▶ _Problem description_
Copy out everything from the line containing "Tag every instance of the green plant" down to the end of the entries below, requests included, and raise every coordinate in the answers by 42.

▶ _Supplied material_
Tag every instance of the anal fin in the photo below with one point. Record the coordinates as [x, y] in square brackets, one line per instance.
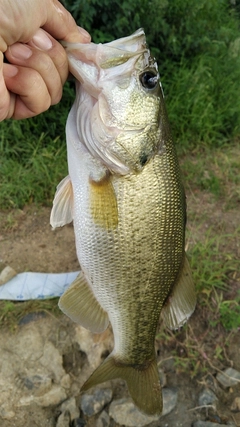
[142, 381]
[79, 303]
[182, 301]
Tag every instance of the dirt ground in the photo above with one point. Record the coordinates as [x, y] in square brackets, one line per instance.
[27, 243]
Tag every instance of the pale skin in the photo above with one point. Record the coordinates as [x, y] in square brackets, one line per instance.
[37, 68]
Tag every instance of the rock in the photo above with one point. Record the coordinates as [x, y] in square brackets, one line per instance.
[162, 377]
[229, 378]
[94, 345]
[207, 397]
[208, 424]
[65, 381]
[78, 422]
[64, 419]
[37, 384]
[235, 407]
[7, 274]
[124, 412]
[124, 409]
[6, 414]
[103, 420]
[93, 403]
[170, 396]
[70, 405]
[54, 397]
[52, 360]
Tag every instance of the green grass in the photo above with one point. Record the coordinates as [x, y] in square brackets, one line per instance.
[33, 156]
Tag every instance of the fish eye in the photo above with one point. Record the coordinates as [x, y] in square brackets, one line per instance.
[148, 79]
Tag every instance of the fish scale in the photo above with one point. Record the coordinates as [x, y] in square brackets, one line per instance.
[127, 203]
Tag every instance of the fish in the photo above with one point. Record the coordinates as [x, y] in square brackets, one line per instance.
[126, 199]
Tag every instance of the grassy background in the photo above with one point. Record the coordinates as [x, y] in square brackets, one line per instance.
[197, 46]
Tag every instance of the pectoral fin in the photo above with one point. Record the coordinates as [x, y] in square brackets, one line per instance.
[103, 203]
[62, 210]
[182, 301]
[79, 303]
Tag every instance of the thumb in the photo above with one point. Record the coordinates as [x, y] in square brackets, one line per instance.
[6, 99]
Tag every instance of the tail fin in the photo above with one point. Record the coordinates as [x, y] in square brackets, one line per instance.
[143, 382]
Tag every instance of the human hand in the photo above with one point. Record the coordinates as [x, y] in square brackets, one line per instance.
[37, 65]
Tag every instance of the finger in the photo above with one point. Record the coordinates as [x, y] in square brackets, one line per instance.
[42, 63]
[4, 94]
[32, 95]
[56, 52]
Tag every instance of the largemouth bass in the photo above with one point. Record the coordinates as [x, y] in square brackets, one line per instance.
[125, 197]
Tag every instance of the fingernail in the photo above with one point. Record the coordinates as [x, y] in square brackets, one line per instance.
[41, 40]
[84, 33]
[20, 51]
[9, 70]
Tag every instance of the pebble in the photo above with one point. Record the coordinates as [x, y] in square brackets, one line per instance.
[38, 384]
[229, 378]
[235, 406]
[208, 424]
[103, 420]
[91, 404]
[53, 398]
[64, 419]
[124, 409]
[78, 422]
[207, 397]
[170, 396]
[71, 406]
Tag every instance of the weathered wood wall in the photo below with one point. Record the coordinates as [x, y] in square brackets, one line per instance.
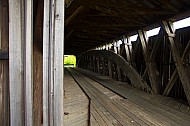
[4, 68]
[38, 63]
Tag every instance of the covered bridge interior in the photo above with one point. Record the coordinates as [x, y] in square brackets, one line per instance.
[133, 62]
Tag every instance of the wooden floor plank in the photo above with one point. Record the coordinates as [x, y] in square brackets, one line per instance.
[172, 116]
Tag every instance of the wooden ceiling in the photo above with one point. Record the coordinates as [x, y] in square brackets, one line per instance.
[89, 23]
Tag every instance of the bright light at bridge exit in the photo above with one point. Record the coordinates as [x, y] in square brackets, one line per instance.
[69, 61]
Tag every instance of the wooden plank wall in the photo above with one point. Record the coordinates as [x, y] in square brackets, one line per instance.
[4, 69]
[38, 62]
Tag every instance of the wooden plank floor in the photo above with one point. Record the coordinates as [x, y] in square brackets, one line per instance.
[133, 108]
[76, 103]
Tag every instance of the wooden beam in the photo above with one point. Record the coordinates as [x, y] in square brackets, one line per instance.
[46, 70]
[152, 72]
[183, 74]
[128, 48]
[175, 76]
[4, 55]
[16, 38]
[77, 11]
[28, 62]
[4, 64]
[53, 62]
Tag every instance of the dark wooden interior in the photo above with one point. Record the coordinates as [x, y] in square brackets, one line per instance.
[159, 65]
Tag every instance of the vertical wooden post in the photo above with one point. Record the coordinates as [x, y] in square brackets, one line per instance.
[153, 75]
[16, 62]
[46, 70]
[53, 62]
[4, 68]
[183, 74]
[110, 68]
[115, 47]
[20, 62]
[28, 62]
[98, 64]
[128, 48]
[58, 62]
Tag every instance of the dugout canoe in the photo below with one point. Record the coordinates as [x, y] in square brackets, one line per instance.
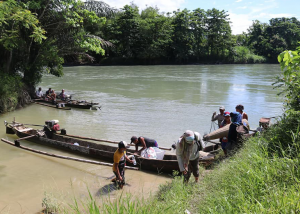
[53, 106]
[71, 103]
[223, 132]
[98, 150]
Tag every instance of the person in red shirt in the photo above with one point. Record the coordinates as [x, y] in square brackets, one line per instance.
[55, 127]
[225, 122]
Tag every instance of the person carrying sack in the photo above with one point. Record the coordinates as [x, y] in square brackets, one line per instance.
[120, 158]
[187, 152]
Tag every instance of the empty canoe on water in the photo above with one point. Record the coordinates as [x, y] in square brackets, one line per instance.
[98, 150]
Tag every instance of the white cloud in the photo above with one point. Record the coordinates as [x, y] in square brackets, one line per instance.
[163, 5]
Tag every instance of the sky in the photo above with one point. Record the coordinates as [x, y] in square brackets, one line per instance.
[241, 12]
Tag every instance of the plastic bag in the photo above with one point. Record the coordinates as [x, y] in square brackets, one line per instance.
[149, 153]
[159, 153]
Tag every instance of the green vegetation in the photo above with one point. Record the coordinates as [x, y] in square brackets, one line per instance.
[36, 36]
[262, 177]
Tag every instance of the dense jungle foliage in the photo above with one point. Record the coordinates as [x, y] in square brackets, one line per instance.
[261, 177]
[39, 36]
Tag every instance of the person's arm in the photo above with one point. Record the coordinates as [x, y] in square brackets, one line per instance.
[143, 145]
[116, 165]
[130, 161]
[214, 117]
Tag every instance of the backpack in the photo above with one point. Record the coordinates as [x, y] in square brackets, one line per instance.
[199, 145]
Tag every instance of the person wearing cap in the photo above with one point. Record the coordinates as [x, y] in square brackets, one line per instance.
[236, 120]
[53, 96]
[225, 122]
[220, 117]
[39, 93]
[144, 142]
[240, 108]
[120, 158]
[187, 152]
[48, 93]
[62, 95]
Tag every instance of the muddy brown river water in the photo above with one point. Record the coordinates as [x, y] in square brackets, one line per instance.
[159, 102]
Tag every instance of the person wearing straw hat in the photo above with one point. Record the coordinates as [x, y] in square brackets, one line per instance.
[144, 142]
[220, 117]
[120, 158]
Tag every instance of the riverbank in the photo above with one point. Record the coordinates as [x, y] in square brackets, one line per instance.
[263, 177]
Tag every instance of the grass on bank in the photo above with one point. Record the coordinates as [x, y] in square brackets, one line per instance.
[262, 177]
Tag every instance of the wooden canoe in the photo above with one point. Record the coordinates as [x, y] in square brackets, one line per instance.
[71, 103]
[223, 132]
[101, 151]
[53, 106]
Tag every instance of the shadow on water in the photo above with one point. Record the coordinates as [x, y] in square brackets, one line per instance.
[108, 188]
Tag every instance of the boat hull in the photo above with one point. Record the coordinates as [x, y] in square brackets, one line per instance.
[101, 151]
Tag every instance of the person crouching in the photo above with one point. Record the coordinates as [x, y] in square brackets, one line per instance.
[120, 158]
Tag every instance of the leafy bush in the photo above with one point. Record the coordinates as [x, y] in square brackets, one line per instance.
[10, 87]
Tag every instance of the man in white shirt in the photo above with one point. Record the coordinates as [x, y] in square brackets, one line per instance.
[220, 117]
[39, 93]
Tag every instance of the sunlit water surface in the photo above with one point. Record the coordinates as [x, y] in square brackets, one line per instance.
[159, 102]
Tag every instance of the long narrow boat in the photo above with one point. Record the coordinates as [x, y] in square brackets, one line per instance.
[97, 150]
[71, 103]
[53, 106]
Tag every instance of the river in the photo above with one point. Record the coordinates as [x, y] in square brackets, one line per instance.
[159, 102]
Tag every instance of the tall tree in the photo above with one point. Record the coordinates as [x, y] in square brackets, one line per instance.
[60, 32]
[218, 32]
[182, 37]
[198, 28]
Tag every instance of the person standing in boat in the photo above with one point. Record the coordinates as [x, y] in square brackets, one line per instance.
[187, 152]
[39, 93]
[144, 142]
[225, 122]
[220, 117]
[48, 93]
[240, 108]
[120, 158]
[53, 97]
[236, 120]
[62, 95]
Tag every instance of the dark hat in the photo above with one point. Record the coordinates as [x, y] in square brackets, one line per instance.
[123, 144]
[133, 138]
[240, 106]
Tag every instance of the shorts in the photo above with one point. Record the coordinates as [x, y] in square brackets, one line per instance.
[223, 145]
[192, 168]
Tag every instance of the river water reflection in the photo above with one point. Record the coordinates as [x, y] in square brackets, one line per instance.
[159, 102]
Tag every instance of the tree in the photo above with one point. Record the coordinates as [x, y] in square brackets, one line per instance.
[182, 37]
[218, 32]
[198, 18]
[59, 32]
[289, 63]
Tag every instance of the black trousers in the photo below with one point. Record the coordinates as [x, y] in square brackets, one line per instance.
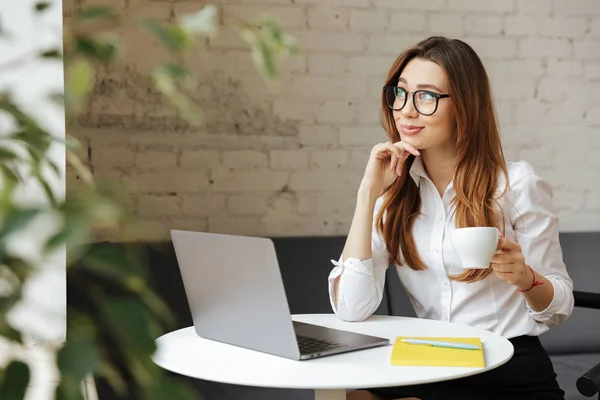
[528, 375]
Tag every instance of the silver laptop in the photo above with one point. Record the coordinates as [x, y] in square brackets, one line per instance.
[236, 296]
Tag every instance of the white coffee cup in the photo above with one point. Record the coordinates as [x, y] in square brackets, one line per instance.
[475, 246]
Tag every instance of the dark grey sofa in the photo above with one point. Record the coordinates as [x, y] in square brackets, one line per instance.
[574, 347]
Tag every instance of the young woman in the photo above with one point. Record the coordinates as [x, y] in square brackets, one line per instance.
[442, 168]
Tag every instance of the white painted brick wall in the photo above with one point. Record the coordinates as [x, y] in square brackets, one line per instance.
[287, 160]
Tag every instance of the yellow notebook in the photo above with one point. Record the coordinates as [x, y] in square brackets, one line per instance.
[424, 355]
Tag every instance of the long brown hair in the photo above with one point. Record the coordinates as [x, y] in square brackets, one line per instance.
[479, 154]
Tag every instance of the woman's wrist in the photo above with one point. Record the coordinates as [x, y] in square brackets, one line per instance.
[529, 281]
[366, 193]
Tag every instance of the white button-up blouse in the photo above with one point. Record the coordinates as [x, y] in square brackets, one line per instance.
[491, 304]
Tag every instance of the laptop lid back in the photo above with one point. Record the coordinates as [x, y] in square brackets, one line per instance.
[235, 292]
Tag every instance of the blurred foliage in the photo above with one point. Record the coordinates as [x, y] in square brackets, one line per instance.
[113, 316]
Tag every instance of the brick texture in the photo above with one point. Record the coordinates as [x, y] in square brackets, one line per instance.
[287, 159]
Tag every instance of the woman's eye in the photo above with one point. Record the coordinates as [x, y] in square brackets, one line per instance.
[427, 96]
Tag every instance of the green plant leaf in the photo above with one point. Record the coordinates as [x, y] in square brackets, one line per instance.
[41, 6]
[80, 78]
[172, 36]
[54, 53]
[7, 155]
[49, 192]
[94, 12]
[203, 22]
[76, 360]
[134, 327]
[16, 219]
[78, 357]
[16, 379]
[117, 263]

▶ _Result_
Tag every instance of the green plant leaf in the photo above with one point. Record the coordinates as [x, y] in square brackets, one line per instance.
[83, 48]
[122, 120]
[214, 78]
[96, 95]
[49, 197]
[91, 234]
[136, 54]
[245, 64]
[118, 402]
[176, 369]
[58, 261]
[120, 399]
[58, 421]
[159, 305]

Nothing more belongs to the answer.